___ PODANY TEKST ___

Wydatki kartą służbową, wielomilionowe dotacje. Jest śledztwo ws. byłego szefa PISF

Jak ustaliła Wirtualna Polska, Prokuratura Okręgowa w Warszawie wszczęła śledztwo w sprawie kilku decyzji i działalności byłego dyrektora Polskiego Instytutu Sztuki Filmowej Radosława Śmigulskiego. Chodzi m.in. o udzielanie dotacji, a także wydatki kartą służbową.

Były dyrektor Śmigulski w oświadczeniu stwierdził, że wszystkie Były dyrektor PiSF Radosław Śmigulski zapewniał, że wszystkie środki były wydatkowane zgodnie z prawem
Źródło zdjęć: © PAP | PAP
Sylwester Ruszkiewicz

Śledztwo zostało wszczęte w piątek 18 października. I połączono w nim cztery wątki, które mają obciążać byłego dyrektora PISF Radosława Śmigulskiego.

Seria zarzutów wobec Radosław Śmigulskiego

Jak informuje Wirtualną Polskę rzecznik prokuratury Piotr A. Skiba: dochodzenie wszczęto w sprawie nadużycia uprawnień w okresie od sierpnia 2023 r. do kwietnia 2024 r., w krótkich odstępach czasu, przez wykonanie z góry powziętego zamiaru i udzielenie spółce Mnemosis S.A. z siedzibą w Krakowie dwóch dotacji.

___

■ **POLECENIE 1**:
Wybierz z listy każdy wiersz, w którym występuje słowo "fireworks", biorąc pod uwagę wielkość liter.
Tekst o byłym szefie PISF i lista to dwa osobne, niezwiązane ze sobą materiały.

___ WPISY Z LISTY ___

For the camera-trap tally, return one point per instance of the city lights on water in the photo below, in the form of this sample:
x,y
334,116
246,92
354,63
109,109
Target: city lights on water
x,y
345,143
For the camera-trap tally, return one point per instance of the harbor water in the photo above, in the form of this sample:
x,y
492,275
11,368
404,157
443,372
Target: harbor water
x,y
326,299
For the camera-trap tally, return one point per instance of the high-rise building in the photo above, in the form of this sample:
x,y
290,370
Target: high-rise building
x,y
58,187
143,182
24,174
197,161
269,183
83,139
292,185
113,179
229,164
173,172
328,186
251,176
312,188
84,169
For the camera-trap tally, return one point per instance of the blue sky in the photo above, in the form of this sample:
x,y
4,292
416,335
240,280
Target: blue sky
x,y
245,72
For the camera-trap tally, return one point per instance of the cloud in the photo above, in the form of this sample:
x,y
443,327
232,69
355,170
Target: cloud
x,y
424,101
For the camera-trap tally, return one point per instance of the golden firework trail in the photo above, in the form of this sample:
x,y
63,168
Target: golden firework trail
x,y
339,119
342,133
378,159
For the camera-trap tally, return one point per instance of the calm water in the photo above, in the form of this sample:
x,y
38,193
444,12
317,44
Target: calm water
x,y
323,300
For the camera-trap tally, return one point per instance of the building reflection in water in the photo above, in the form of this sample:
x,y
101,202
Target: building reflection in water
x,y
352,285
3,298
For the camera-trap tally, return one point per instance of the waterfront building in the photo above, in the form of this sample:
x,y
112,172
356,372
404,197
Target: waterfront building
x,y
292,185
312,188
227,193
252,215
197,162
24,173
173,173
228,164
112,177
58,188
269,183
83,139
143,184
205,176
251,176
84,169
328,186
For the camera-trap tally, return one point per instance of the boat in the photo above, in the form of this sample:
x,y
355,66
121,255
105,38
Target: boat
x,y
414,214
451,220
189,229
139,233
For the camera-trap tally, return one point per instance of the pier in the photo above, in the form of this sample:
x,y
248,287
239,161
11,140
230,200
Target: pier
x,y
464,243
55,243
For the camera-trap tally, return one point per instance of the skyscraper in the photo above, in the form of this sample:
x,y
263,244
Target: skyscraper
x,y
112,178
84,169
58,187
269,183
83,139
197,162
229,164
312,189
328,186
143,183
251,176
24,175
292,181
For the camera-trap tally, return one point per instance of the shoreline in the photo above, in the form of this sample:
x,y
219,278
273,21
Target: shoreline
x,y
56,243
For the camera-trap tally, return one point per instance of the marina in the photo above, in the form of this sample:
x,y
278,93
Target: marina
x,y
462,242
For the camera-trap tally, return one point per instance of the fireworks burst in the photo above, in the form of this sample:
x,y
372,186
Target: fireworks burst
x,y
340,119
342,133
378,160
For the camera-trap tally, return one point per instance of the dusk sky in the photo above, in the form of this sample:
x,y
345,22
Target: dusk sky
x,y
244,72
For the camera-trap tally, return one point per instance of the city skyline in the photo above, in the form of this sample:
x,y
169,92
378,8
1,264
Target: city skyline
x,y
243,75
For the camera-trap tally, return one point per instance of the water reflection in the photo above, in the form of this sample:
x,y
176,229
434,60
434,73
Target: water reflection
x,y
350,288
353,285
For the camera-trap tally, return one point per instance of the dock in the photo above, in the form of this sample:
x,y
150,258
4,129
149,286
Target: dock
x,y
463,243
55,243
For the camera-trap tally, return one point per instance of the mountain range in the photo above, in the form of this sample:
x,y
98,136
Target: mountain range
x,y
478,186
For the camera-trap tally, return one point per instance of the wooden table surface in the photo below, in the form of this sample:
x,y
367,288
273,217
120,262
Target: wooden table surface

___

■ **POLECENIE 2**:
Czy te zdania zgadzają się z tekstem o byłym szefie PISF: (a) śledztwo wszczęto w piątek 18 października, (b) śledztwo wszczęła Prokuratura Okręgowa w Krakowie, (c) w śledztwie połączono pięć wątków? Przy każdym odpowiedz tak lub nie i przytocz rozstrzygające słowa tekstu.

■ **POPRAWNA ODPOWIEDŹ 1**:
For the camera-trap tally, return one point per instance of the fireworks burst in the photo above, in the form of this sample:
Target: fireworks burst

■ **POPRAWNA ODPOWIEDŹ 2**:
(a) Tak: „Śledztwo zostało wszczęte w piątek 18 października”.
(b) Nie: „Prokuratura Okręgowa w Warszawie wszczęła śledztwo”.
(c) Nie: „połączono w nim cztery wątki”.